- _Request_: Take the line containing "Could you mark every instance of the gravel" and all lines after it, through the end of the material, and repeat them exactly, pictures left out.

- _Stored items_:
####

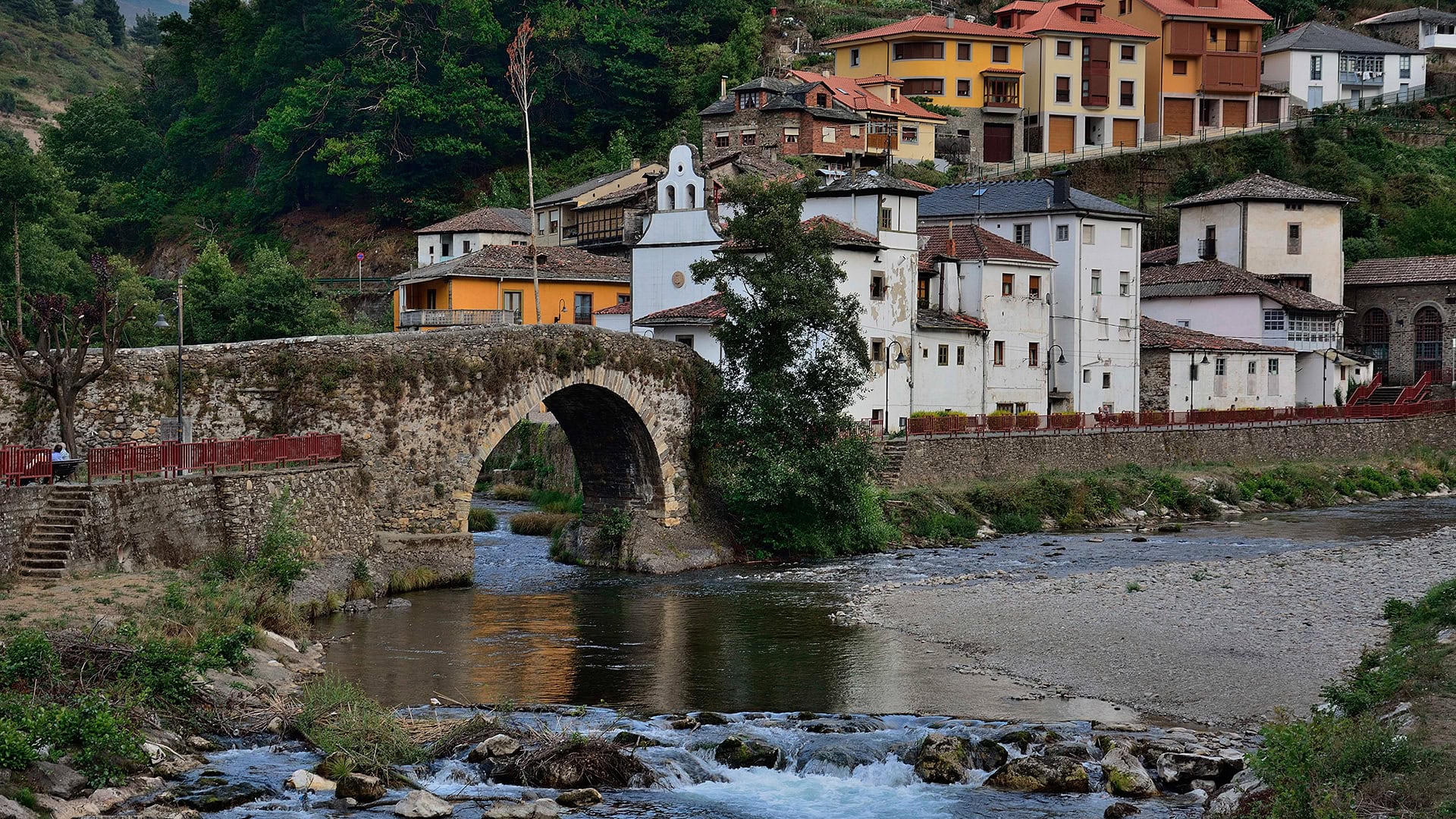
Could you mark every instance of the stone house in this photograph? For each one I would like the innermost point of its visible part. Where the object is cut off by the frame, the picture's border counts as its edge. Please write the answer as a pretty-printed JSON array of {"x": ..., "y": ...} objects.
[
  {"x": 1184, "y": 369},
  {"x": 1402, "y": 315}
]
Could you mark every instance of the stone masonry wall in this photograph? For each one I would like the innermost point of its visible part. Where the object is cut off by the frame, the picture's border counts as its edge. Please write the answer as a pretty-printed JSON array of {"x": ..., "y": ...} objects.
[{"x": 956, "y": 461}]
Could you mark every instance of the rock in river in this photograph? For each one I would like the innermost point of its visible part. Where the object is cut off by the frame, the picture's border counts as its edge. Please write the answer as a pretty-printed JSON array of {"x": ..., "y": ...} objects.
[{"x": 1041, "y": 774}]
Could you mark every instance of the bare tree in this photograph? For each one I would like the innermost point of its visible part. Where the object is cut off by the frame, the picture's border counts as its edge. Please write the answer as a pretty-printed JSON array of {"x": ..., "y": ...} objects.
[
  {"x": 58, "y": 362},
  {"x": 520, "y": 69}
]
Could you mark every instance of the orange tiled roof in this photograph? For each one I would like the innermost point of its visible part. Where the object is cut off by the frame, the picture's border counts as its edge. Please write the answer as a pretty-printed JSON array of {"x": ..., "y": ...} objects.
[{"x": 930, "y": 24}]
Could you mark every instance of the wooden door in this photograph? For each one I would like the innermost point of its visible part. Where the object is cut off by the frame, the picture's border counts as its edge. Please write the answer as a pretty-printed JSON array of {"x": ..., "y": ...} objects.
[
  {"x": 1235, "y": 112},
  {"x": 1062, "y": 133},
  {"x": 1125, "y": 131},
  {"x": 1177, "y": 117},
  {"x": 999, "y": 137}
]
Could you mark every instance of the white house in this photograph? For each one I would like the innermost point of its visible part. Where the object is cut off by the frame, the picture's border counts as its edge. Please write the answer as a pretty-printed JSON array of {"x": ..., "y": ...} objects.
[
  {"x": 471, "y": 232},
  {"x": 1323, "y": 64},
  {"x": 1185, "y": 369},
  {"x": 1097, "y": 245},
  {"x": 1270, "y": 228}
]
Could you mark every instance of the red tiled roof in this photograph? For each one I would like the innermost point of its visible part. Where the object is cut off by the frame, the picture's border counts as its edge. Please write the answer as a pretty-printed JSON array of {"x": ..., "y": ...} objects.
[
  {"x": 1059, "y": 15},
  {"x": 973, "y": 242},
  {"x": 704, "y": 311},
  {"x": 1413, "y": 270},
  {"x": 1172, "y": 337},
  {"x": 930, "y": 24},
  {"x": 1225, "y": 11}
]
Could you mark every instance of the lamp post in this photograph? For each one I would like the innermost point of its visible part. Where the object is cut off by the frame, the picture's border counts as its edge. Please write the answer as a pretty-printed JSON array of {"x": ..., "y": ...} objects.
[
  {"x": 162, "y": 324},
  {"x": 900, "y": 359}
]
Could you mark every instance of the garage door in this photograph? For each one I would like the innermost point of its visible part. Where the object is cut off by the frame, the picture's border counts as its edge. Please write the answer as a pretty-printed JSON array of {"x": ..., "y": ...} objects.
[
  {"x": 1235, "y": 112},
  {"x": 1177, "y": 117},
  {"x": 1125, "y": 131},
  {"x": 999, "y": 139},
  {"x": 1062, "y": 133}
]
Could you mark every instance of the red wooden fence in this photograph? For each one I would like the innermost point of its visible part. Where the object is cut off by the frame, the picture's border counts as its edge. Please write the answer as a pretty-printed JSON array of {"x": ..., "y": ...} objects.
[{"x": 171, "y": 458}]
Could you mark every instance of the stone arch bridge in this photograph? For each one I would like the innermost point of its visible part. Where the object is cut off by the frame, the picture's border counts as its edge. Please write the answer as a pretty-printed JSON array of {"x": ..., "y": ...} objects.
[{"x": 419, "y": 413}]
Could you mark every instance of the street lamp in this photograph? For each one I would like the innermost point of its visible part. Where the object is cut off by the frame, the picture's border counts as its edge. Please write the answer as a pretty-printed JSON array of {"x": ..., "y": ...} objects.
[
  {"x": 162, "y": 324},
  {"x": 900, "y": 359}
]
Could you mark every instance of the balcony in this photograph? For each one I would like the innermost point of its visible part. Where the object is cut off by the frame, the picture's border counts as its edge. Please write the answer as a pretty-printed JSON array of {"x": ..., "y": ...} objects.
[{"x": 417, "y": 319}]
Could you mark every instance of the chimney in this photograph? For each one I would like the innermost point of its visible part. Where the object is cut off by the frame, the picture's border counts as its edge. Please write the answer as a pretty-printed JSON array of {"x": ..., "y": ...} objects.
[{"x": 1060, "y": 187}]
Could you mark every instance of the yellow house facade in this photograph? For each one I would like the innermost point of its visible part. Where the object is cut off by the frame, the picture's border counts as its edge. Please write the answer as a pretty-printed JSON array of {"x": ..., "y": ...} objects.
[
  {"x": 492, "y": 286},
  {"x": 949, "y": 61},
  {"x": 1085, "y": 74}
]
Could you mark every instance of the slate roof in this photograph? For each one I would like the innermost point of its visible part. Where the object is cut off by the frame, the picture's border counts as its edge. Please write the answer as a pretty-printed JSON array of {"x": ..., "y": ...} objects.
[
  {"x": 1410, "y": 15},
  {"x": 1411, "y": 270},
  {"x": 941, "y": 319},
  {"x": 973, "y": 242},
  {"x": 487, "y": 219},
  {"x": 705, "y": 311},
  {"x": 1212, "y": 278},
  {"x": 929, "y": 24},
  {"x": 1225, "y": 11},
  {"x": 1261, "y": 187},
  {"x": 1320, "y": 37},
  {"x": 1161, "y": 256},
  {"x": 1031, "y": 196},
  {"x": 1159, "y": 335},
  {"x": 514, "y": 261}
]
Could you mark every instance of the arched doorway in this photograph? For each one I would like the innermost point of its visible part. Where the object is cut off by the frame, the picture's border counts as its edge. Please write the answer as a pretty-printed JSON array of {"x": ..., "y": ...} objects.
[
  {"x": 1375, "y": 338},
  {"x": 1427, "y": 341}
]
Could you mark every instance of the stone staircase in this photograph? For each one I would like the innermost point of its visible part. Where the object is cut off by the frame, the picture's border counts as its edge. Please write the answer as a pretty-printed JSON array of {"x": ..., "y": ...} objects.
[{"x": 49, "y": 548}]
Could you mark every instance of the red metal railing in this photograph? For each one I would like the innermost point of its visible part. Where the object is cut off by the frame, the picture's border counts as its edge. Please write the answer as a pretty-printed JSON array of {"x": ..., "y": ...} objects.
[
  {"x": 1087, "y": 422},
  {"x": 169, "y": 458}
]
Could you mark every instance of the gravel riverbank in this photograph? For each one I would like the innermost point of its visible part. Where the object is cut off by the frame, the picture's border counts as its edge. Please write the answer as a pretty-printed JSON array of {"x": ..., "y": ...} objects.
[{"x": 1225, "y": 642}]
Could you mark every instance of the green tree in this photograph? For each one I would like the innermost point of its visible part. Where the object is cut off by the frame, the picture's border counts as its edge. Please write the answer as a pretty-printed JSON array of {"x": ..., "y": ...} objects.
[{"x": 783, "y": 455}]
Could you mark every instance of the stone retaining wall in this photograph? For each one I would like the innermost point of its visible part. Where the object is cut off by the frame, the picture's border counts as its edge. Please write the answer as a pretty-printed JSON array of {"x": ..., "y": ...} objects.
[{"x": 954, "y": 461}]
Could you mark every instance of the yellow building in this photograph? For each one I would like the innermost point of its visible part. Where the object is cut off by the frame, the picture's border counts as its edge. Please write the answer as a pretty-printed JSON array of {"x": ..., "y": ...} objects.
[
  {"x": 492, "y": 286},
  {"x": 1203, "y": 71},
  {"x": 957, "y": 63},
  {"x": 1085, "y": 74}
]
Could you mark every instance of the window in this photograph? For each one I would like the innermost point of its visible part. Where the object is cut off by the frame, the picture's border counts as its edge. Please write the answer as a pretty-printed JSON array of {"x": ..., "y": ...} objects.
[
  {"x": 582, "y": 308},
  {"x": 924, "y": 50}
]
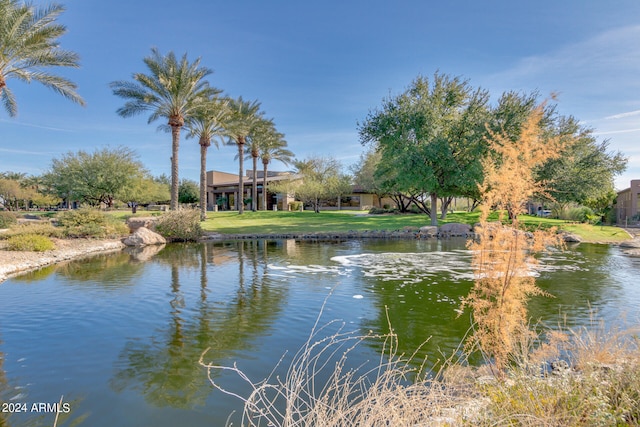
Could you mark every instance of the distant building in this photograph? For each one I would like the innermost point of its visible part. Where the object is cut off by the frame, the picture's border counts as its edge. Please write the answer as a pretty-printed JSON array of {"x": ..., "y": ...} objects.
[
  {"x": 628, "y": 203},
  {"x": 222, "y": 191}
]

####

- _Solution to this task_:
Could you mark every instance of the gravel riverbank in this photograph? For each one I would like the innermost point of its visible part. Where the object is cut off by the frame, the picture's border counts as its edge. Please write the answer as a pretty-printed JSON array of {"x": ..., "y": ...} objects.
[{"x": 1225, "y": 642}]
Could you mark every instance of the green tree in this photograph? For each one I would like the innermost point of its visible part. Where the object is cut off by the frame, the picture's border counts as its edge. Please write the answer as a pretty-printed JSON array of {"x": ..., "y": ...} objects.
[{"x": 783, "y": 455}]
Could you mark every instance of the stone retaining wall in this photograph? For each one I would like the innermost point of its visible part. Where the object is cut off by the frame, the picture's border counts as its edge. Please write the answer as a pretty-printed JSON array of {"x": ..., "y": ...} objects.
[{"x": 954, "y": 461}]
Could you mark every instance of the yellow building in this photograph? For each one I would like the innermost point of its visible part. Where the object is cut off by the frame, the picture's border counts as its edge. Please write the answer as a pretty-printed JSON array of {"x": ..., "y": ...} objects.
[
  {"x": 492, "y": 286},
  {"x": 1203, "y": 71},
  {"x": 957, "y": 63},
  {"x": 1085, "y": 74}
]
Could you mark every instance of the window in this photograph? For each one I would like the innermost point of its visible part. Where the object is cut off by the frame, the picture's border counts as its edge. Please write the answer as a pretty-printed JSON array of {"x": ..., "y": ...} objects.
[
  {"x": 582, "y": 308},
  {"x": 924, "y": 50}
]
Could you mark every instance of the distant building in this photograph? For each one I would like the innermost point of its visible part. Where the object is cut off by the frame, the picture's border counts as its edge. Please write the answer as a pretty-printed JSON array of {"x": ..., "y": ...} objects.
[
  {"x": 628, "y": 203},
  {"x": 222, "y": 191}
]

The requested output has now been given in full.